This exercise calls for copying every line below that holds the word "porch".

══════════════════════════════

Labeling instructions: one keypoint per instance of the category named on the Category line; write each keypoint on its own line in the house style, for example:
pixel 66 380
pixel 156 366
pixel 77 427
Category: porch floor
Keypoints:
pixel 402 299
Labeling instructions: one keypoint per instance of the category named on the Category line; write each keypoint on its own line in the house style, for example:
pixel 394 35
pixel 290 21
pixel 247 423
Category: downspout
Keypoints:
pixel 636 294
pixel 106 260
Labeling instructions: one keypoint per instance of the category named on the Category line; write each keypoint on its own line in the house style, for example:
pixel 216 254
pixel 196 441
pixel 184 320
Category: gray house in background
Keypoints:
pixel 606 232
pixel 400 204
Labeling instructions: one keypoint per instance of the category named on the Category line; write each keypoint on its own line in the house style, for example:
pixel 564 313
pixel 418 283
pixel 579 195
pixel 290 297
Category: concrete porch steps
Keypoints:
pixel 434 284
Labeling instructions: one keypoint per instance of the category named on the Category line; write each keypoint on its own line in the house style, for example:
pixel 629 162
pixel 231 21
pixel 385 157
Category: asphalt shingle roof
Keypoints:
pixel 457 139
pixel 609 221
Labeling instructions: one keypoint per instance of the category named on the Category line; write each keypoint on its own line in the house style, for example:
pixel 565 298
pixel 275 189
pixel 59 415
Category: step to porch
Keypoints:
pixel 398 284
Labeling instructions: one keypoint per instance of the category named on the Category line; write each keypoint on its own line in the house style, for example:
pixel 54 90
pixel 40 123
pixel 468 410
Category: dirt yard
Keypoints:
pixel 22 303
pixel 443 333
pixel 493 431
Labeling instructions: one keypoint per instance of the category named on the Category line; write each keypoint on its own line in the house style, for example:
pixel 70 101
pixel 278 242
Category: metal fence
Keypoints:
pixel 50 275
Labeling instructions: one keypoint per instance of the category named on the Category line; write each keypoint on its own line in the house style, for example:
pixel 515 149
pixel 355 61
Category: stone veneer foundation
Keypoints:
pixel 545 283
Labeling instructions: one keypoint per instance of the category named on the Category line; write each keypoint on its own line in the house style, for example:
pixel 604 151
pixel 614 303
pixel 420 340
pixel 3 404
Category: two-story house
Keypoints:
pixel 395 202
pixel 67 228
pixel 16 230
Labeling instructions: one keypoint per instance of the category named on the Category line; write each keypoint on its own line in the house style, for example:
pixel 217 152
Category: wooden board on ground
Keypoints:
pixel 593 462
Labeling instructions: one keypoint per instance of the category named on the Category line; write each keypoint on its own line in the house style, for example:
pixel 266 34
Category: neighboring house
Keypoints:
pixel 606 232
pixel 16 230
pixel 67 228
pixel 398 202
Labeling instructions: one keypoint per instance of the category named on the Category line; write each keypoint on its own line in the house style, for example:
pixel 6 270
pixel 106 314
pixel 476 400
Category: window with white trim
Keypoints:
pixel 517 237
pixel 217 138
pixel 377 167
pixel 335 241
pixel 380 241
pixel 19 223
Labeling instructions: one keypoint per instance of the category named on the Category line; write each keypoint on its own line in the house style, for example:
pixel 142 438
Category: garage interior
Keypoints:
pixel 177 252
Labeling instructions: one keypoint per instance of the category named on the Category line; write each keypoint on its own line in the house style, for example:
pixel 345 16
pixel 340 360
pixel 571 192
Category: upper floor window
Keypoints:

══════════════════════════════

▶ **Response to this exercise**:
Category: porch floor
Category: concrete porch steps
Category: step to porch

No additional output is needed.